TRECHO DO DOCUMENTO ->
§
Feita a ressalva, nota-se que o número de declarantes nessas faixas mais altas de renda aumentou em 2019, mas diminuiu em 2020, atingindo a quantidade mais baixa desde 2007, ano-calendário do primeiro relatório. Foram 653.796 pessoas, ou 0,31% da população. O ano de 2011 foi o que teve mais pessoas nessa faixa de renda: 843.277, ou 0,44% da população.
A renda média declarada, calculada segundo o método proposto aqui e ajustada pelo IPCA, aumentou 0,93% em 2019 e recuou 4,54% em 2020, maior queda da série histórica. Esse recuo não se verificou entre os declarantes de altíssima renda, cujo rendimento médio aumentou em 2019 (3,59%) e também em 2020 (1,49%).
Se no cenário geral o rendimento médio dos declarantes em 2020 foi o mais baixo desde 2009 (R$ 8.375,93), os contribuintes de altíssima renda auferiram, em 2019 e 2020, os mais elevados valores da série iniciada em 2007, atingindo o recorde, em 2020, de R$ 115.561,15. Na média geral, o valor mais alto foi o de 2014 (R$ 9.323,43).
Quando se parte da renda para a riqueza acumulada, o uso do patrimônio líquido declarado ao fisco também merece importantes ressalvas, mas é fato que, de acordo com os relatórios ora analisados, ele aumenta entre os mais ricos numa taxa mais elevada do que a média geral, uma vez que, entre 2007 e 2020, o património dos declarantes em geral quase triplicou (297,98%), mas nas faixas de cima ele cresceu ainda mais: 384,44%, ambos em valores correntes e bem acima da inflação no período, seja pelo IPCA (103,56%), seja pelo IGP-M (149,39%).
§
Dados de expressões referenciais baseadas em fotos:
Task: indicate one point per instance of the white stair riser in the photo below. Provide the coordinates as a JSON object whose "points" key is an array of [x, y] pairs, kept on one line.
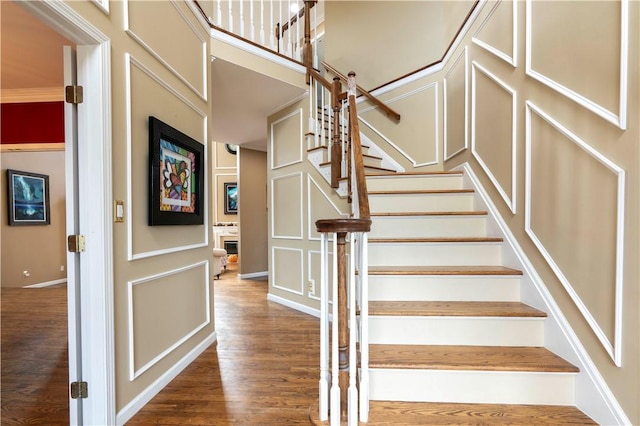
{"points": [[433, 254], [444, 288], [472, 386], [428, 226], [473, 331], [420, 202], [414, 182]]}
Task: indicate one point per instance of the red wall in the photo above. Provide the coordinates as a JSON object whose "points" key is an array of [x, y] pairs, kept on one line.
{"points": [[36, 122]]}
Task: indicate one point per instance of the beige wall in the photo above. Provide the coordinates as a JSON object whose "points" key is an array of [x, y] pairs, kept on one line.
{"points": [[545, 137], [253, 212], [298, 197], [384, 40], [564, 175], [159, 271], [225, 170], [39, 250]]}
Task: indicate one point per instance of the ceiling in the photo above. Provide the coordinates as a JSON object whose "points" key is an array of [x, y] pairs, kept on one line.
{"points": [[242, 99]]}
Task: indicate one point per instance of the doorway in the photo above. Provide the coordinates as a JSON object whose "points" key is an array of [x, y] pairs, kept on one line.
{"points": [[89, 273]]}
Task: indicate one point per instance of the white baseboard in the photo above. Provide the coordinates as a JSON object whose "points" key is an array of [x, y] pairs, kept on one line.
{"points": [[145, 396], [293, 305], [253, 275], [47, 283], [593, 395]]}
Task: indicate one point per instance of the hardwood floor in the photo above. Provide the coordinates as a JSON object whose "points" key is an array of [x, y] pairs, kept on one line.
{"points": [[262, 371], [34, 374]]}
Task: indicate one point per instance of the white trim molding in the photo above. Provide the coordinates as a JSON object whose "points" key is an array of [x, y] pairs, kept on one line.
{"points": [[593, 395], [300, 140], [620, 118], [32, 94], [135, 373], [464, 54], [274, 271], [614, 349], [202, 93], [509, 199], [433, 85], [310, 181], [513, 59], [299, 197], [152, 390], [129, 61]]}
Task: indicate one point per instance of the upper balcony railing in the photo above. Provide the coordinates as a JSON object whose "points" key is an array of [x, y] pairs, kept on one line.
{"points": [[275, 25]]}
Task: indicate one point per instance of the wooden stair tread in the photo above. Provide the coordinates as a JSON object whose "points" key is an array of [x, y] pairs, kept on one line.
{"points": [[452, 308], [438, 240], [401, 214], [422, 191], [442, 270], [477, 358], [389, 413]]}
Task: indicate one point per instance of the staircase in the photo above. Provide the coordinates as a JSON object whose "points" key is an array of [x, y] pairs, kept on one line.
{"points": [[450, 341]]}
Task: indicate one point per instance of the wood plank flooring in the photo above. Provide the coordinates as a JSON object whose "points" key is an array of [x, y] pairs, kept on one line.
{"points": [[34, 375]]}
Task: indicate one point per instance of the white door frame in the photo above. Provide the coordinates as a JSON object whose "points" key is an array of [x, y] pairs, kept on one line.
{"points": [[95, 213]]}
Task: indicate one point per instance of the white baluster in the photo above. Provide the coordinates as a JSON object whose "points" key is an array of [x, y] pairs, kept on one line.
{"points": [[352, 392], [335, 355], [364, 334], [324, 328]]}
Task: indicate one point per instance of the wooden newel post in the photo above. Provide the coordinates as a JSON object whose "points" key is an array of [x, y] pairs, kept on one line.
{"points": [[336, 149], [343, 323]]}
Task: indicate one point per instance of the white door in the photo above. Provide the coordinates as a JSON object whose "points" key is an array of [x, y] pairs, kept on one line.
{"points": [[73, 259]]}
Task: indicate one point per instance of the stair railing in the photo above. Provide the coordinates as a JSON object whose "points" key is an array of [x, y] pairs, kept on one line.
{"points": [[268, 24], [344, 394]]}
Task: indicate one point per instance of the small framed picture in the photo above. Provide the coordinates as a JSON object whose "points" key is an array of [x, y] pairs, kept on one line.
{"points": [[176, 163], [28, 196], [230, 198]]}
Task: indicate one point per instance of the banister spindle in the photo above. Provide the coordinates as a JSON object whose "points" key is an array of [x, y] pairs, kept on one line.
{"points": [[336, 150]]}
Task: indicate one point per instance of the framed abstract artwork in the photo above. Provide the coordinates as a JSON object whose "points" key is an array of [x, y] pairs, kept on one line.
{"points": [[28, 196], [176, 163], [230, 198]]}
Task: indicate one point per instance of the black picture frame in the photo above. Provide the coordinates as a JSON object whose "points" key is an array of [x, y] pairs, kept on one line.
{"points": [[230, 198], [176, 170], [28, 198]]}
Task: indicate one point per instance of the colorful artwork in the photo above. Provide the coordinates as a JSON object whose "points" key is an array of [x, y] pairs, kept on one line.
{"points": [[176, 173], [28, 198], [177, 176]]}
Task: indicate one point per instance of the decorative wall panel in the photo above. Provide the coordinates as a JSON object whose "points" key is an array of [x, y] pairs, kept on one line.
{"points": [[575, 216], [456, 113], [287, 267], [498, 33], [170, 106], [287, 207], [287, 140], [186, 57], [164, 311], [493, 131], [580, 58]]}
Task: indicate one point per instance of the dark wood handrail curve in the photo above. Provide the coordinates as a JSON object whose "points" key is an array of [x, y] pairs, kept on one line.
{"points": [[377, 102]]}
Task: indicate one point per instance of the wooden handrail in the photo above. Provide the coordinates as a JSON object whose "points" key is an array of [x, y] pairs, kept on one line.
{"points": [[387, 110]]}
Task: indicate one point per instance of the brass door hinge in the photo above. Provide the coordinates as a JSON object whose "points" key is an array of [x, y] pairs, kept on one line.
{"points": [[73, 94], [79, 390], [76, 243]]}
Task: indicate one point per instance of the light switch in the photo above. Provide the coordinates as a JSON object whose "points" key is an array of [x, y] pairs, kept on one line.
{"points": [[119, 211]]}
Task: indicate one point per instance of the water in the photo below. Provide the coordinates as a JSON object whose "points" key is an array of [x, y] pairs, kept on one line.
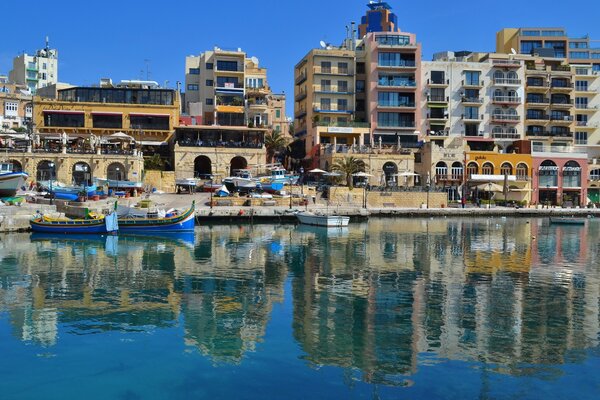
§
PEDIDO DE TRABALHO 1 -> Relacione todos os valores monetários expressos em reais (R$) no trecho sobre renda e patrimônio dos declarantes, na ordem em que aparecem.
PEDIDO DE TRABALHO 2 -> Retome o trecho sobre renda e patrimônio dos declarantes logo após a última frase apresentada.
Os registros são um material à parte, sem relação com o trecho.

RESULTADO 1 -> R$ 8.375,93; R$ 115.561,15; R$ 9.323,43

RESULTADO 2 ->
Verifica-se, por outro lado, que a proporção do patrimônio total declarado que está nas mãos dos contribuintes de altíssima renda vem diminuindo. Esse percentual, que já foi de 47,05% em 2011, agora está em 39,16%. Mas é apressado concluir que isso represente uma diminuição na desigualdade, pois, em 2011, 3,39% dos declarantes auferiram mais de 40 salários mínimos por mês de renda total, e em 2020 esse índice foi de 2,07%, de modo que, relacionando os dois números, vemos, isso sim, que de lá para cá a concentração de riqueza nesse segmento aumentou 33,94%.
No campo das deduções, observa-se, de 2019 para 2020, uma diminuição nas despesas lançadas em livro-caixa, o que parece ser reflexo do esfriamento da economia no ano passado.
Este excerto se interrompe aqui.